# What the exercise asks
Quote every one of the rows below word for word.

[Position identification records]
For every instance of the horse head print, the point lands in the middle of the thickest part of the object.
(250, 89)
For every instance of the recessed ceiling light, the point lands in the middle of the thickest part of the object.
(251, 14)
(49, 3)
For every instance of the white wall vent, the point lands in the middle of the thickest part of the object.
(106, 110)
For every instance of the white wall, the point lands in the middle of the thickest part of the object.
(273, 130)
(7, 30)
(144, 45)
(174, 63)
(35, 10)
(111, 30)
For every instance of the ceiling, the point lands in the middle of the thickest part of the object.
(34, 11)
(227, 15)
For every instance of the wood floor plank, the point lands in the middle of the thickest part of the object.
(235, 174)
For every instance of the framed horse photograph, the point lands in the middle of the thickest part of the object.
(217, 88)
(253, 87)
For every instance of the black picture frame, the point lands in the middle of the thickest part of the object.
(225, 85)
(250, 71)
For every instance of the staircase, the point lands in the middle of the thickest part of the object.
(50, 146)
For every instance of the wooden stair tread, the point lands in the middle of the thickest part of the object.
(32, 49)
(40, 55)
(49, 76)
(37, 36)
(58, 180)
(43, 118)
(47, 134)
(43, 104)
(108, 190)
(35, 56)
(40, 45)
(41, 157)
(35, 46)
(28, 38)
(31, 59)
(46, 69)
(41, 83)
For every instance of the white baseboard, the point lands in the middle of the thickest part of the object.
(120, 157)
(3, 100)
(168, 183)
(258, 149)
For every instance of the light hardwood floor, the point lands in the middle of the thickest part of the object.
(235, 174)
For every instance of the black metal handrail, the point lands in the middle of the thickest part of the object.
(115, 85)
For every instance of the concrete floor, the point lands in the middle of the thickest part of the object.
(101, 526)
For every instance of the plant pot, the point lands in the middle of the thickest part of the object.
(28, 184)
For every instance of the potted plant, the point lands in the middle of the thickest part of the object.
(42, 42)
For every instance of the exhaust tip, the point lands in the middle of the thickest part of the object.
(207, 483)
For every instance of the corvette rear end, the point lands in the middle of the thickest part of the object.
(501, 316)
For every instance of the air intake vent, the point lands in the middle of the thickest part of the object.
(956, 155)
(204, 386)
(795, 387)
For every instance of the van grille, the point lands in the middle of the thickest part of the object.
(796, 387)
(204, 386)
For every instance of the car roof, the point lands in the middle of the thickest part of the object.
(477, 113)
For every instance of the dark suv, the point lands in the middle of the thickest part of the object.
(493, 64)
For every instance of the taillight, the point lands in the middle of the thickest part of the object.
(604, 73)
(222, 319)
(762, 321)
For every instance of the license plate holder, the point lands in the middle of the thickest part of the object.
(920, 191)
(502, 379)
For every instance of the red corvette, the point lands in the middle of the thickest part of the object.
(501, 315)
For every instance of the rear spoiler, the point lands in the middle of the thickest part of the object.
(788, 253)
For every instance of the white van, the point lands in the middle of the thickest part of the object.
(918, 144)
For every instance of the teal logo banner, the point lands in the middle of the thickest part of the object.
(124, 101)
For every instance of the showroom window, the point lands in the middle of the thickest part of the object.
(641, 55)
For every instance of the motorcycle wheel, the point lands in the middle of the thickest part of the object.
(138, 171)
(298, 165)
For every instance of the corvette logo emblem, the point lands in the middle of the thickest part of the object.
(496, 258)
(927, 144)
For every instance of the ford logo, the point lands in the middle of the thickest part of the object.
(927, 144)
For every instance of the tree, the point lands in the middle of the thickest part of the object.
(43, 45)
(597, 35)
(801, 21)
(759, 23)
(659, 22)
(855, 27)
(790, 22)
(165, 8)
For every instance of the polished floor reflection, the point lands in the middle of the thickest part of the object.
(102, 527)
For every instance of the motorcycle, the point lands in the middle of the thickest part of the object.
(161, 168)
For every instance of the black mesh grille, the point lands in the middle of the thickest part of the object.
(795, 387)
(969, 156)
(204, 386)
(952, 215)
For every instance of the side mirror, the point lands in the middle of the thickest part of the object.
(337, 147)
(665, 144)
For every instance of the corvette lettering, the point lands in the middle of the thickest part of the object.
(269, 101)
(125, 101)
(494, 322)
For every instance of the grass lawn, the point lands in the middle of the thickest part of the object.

# Full output
For every instance of the horse head print, the point lands in the middle of the thickest part of the object.
(250, 89)
For every instance of the recessed ceiling light, the point lands in the middle of the thickest part of the object.
(251, 14)
(49, 3)
For every instance of the white wall vent, the point lands in the middle of the thickest part of the object.
(106, 110)
For every instance of the white wall, the point lands in the middle of the thickest part of the object.
(273, 130)
(7, 30)
(144, 45)
(174, 63)
(35, 10)
(111, 30)
For every instance of the ceiling, the point lands in the middle of the thickest part of the object.
(34, 11)
(227, 15)
For every instance of the wood floor plank, the point lands in the middle of the thickest part of the object.
(235, 174)
For every instance of the framed horse photograph, the point lands in the middle of the thickest part of the object.
(217, 88)
(253, 87)
For every instance of the black picture frame, the point lands in the middle of the thickest part of the object.
(225, 85)
(250, 71)
For every instance of the staircase, the point lands in the middle of the thickest part of the object.
(50, 146)
For every instance of the wooden stair tread, the point lands in the middle of the thickest part of the object.
(32, 49)
(40, 55)
(49, 76)
(37, 36)
(58, 180)
(43, 118)
(47, 134)
(43, 104)
(108, 190)
(35, 56)
(40, 45)
(41, 157)
(35, 46)
(28, 38)
(31, 59)
(46, 69)
(41, 83)
For every instance of the white baseboard, the point lands in the middle of the thickest part of the object.
(120, 157)
(3, 100)
(168, 183)
(258, 149)
For every instance of the light hardwood floor, the point lands in the middle of the thickest part of the object.
(235, 174)
For every instance of the black metal handrail, the point lands in the middle of the thickest part of the object.
(115, 85)
For every instance of the concrete floor, the point lands in the middle of the thickest part of the object.
(101, 526)
For every instance of the plant pot, the point lands in the middle of the thickest part of the object.
(28, 184)
For every instance of the potted plant, the point lands in the middle of the thickest part of the object.
(42, 42)
For every instance of the exhaust tip, the point lands in the middle of the thickest part of the object.
(207, 483)
For every instance of the corvette rear end, the point lands in the middle of the thickest part of the object.
(501, 316)
For every instance of the air intake vent, the point lands in the middle of the thickest part of the object.
(956, 155)
(204, 386)
(795, 387)
For every instance of the van grille, the point lands in the middle of the thickest part of the object.
(796, 387)
(204, 386)
For every instance of the car roof, the point lands in the middle of the thickest part of the object.
(477, 113)
For every instance of the dark suv, the point lands in the middle of the thickest part of the object.
(493, 64)
For every instance of the taillight, the point lands in the middle of the thickest part of the object.
(604, 73)
(222, 319)
(762, 321)
For every instance of the license plate holder, the point lands in the middle of the thickest part of the object.
(920, 191)
(502, 379)
For every instance of the red corvette, the point lands in the middle of the thickest part of the object.
(501, 315)
For every instance of the rear spoiler, the point lands in the middle of the thickest part of the object.
(788, 253)
For every instance of the white van, the point lands in the middle of the thickest part of the object.
(918, 144)
For every instance of the teal logo banner, the point lands in the middle of the thickest part of the object.
(124, 101)
For every instance of the showroom window, the point lands in the middle of the thickest part of the object.
(641, 55)
For every instance of the motorcycle wheel, the point lands in the middle of the thickest part of the object.
(138, 171)
(298, 165)
For every instance of the corvette logo emblem, the point lands in the middle of the thickest part of the object.
(496, 258)
(927, 144)
For every instance of the ford logo, the point lands in the middle of the thickest part of the object.
(927, 144)
For every instance of the tree, the point lands in the middle of the thickest part of the object.
(43, 45)
(597, 35)
(801, 21)
(759, 23)
(659, 22)
(855, 27)
(790, 22)
(165, 8)
For every instance of the polished floor reflection, the point lands in the middle of the thickest part of the object.
(102, 527)
For every instance of the motorcycle, the point lands in the middle of the thickest part of the object.
(161, 168)
For every instance of the black mesh grille, the point lands in the middle of the thickest part of the object.
(795, 387)
(969, 156)
(204, 386)
(952, 215)
For every instance of the side mirror, the point lands in the middle of the thickest part of the object.
(337, 147)
(665, 144)
For every instance of the corvette lettering, the point lands in the middle of the thickest part of the object.
(269, 101)
(125, 101)
(494, 322)
For every instance of the grass lawn, the point lands in the middle of the thickest part of the object.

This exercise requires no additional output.